◆ **やること**
以下の項目から、「bird」という語を含む行をすべて抜き出し、そのまま写して報告する。

══════════════════════════════

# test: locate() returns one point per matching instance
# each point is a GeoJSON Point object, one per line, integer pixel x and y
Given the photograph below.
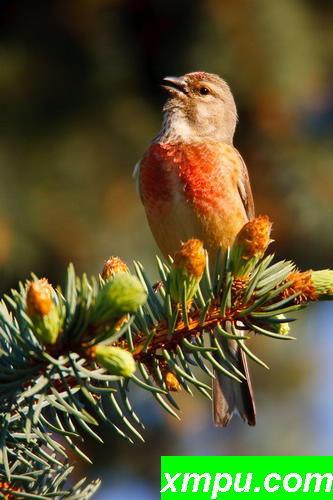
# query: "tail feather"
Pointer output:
{"type": "Point", "coordinates": [230, 396]}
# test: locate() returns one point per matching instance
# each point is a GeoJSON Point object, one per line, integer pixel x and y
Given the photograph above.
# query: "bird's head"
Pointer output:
{"type": "Point", "coordinates": [200, 107]}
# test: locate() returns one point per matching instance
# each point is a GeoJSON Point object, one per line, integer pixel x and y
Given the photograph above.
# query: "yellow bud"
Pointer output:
{"type": "Point", "coordinates": [250, 246]}
{"type": "Point", "coordinates": [112, 266]}
{"type": "Point", "coordinates": [39, 299]}
{"type": "Point", "coordinates": [171, 382]}
{"type": "Point", "coordinates": [254, 237]}
{"type": "Point", "coordinates": [191, 259]}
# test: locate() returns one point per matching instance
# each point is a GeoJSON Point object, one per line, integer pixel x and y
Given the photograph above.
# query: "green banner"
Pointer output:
{"type": "Point", "coordinates": [230, 477]}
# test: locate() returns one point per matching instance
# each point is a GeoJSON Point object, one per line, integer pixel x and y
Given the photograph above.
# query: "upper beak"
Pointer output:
{"type": "Point", "coordinates": [175, 84]}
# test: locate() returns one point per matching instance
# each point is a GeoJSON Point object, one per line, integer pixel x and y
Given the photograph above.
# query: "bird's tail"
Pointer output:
{"type": "Point", "coordinates": [230, 396]}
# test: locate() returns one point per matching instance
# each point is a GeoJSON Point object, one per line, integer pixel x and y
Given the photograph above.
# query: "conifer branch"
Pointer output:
{"type": "Point", "coordinates": [64, 355]}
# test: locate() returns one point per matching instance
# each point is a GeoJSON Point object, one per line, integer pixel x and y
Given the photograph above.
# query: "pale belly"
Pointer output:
{"type": "Point", "coordinates": [180, 221]}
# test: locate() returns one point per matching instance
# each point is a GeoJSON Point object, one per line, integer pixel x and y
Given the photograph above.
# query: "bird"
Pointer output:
{"type": "Point", "coordinates": [193, 183]}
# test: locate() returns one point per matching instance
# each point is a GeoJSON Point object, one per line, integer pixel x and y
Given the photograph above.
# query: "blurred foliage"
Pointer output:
{"type": "Point", "coordinates": [80, 101]}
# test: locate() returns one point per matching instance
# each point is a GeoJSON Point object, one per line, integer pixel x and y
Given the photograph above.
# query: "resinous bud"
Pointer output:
{"type": "Point", "coordinates": [43, 312]}
{"type": "Point", "coordinates": [187, 270]}
{"type": "Point", "coordinates": [115, 360]}
{"type": "Point", "coordinates": [250, 245]}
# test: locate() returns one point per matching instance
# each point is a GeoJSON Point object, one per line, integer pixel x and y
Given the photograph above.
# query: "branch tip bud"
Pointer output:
{"type": "Point", "coordinates": [115, 360]}
{"type": "Point", "coordinates": [250, 245]}
{"type": "Point", "coordinates": [112, 266]}
{"type": "Point", "coordinates": [187, 270]}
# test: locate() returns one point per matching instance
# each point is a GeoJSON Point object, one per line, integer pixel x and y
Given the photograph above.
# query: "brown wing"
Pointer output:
{"type": "Point", "coordinates": [244, 189]}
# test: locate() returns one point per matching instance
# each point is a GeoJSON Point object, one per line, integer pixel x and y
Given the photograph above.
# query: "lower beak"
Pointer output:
{"type": "Point", "coordinates": [175, 85]}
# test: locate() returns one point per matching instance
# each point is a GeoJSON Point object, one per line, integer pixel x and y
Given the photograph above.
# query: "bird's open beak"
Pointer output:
{"type": "Point", "coordinates": [175, 85]}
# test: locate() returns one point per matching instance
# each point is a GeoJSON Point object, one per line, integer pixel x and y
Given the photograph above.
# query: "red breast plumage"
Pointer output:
{"type": "Point", "coordinates": [192, 190]}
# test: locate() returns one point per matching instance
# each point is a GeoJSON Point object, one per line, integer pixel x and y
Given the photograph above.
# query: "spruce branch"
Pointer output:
{"type": "Point", "coordinates": [67, 356]}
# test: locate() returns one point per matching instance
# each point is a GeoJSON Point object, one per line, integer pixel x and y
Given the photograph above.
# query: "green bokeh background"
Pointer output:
{"type": "Point", "coordinates": [80, 101]}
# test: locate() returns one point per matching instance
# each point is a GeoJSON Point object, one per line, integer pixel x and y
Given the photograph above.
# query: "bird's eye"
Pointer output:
{"type": "Point", "coordinates": [204, 91]}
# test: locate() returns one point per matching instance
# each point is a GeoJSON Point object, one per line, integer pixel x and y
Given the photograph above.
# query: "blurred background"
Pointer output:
{"type": "Point", "coordinates": [80, 101]}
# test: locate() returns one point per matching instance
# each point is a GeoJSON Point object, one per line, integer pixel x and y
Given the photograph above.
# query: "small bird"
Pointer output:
{"type": "Point", "coordinates": [194, 184]}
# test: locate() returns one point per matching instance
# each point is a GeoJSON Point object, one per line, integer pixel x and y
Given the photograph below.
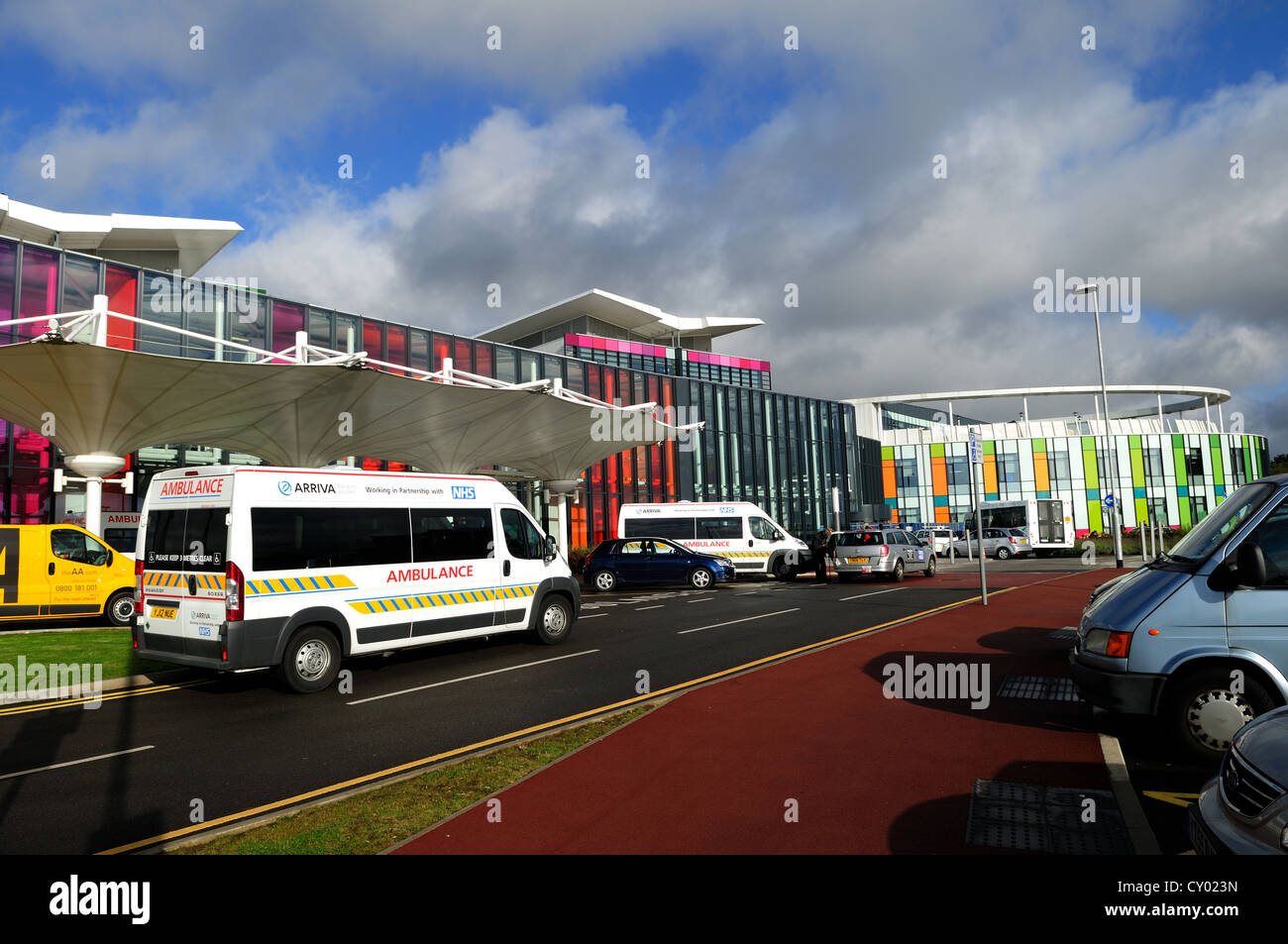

══════════════════════════════

◆ **課題の解答**
# query: "bird's head"
# query: "bird's tail"
# query: "bird"
# query: "bird's open beak"
# query: "bird's eye"
# query: "small bird"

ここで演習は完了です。